— Set task A —
Which lines of the records contain the string "above"? Find each one, treating uppercase and lowercase as different, and copy it in full.

# # # #

Hi all - I'm looking to upgrade my Explore Scientific AR102 to something with similar aperture and focal length. I want to try to get the best grab-and-go scope that I can within my price range. Don't get me wrong, the AR102 is a fantastic rich-field telescope and I've totally been enjoying it. While it's truly great at low power, I feel like the brightness/clarity really falls off when I start going higher than about 50X on most DSOs. Given that the scope yields generous exit pupils with most eyepieces, I figure it must be that's what you get with standard crown and flint optics. There's also some CA in the AR102, but that's not that big of an issue for me. If I can get rid of it, then cool, but it's not my primary motivation here.

 

So I'm looking for a higher-end scope to compliment or possibly replace the AR102. Really high end is off the table, so no Takahashi or Televue for me unfortunately. Happy to entertain ideas up to around $1000 or so. I'm also leaning more toward doublets than triplets. I'm a purely visual observer so no need for AP-ready scopes here.

# # # #

— Set task B —
Carry on the telescope upgrade post from the point where it stops.

— Material supplied —
# # # #

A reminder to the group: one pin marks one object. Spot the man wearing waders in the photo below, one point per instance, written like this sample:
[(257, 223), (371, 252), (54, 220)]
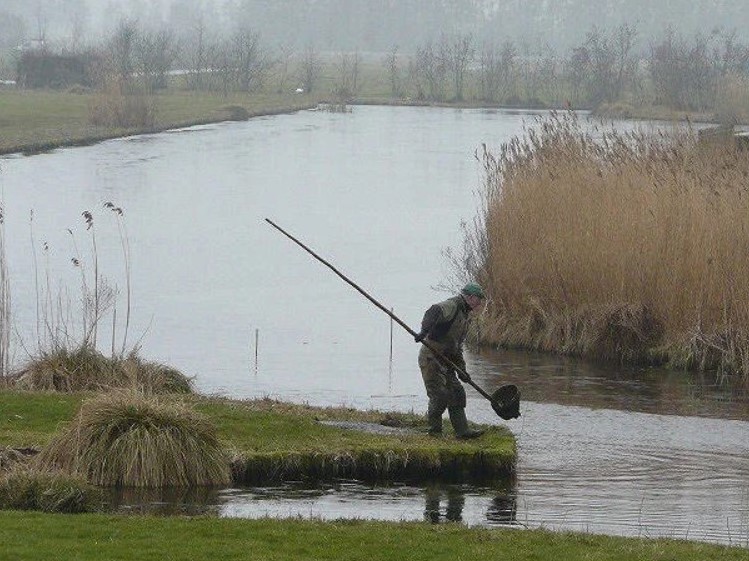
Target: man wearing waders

# # # #

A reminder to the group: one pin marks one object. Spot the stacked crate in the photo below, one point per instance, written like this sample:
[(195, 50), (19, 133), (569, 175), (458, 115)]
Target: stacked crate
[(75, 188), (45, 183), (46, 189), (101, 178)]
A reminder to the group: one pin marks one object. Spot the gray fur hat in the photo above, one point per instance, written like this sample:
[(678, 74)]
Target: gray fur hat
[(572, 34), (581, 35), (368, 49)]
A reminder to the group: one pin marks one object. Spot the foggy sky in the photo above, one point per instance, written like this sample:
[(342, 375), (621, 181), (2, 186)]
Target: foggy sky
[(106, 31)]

# # # #

— Result A —
A reminder to the group: one pin marks one object. Spot the gray fur hat in the photo above, one point per instance, written like this sample:
A reminder to the group: one pin marks one object. Spot the foggy sky in the photo above, one point per instance, written like this sample:

— Result B —
 

My current research has resulted in these two Astro-Tech scopes:

 

  1. AT102ED 4" f/7 - $600
  2. AT102EDL 4" f/7 - $1100

 

The stats on these two are pretty close to what I'm looking for. But the EDL version costs about twice as much as the basic ED version. What gives? What would I be paying for if I went with the EDL? Can those who know about these things comment on the difference between the optics in these two scopes? Is the upgrade to the EDL only something to consider if I want to do AP?

 

Thanks in advance. If it helps, here's a list of eyepieces that I usually use with this scope.

 

Current eyepieces:

  • ES 24mm 68*
  • Meade 18mm 60*
  • Orion Stratus 13mm 68*
  • Agena Astro 5mm "double ED"

 

Bortle 4/5 skies at about 1400' elevation.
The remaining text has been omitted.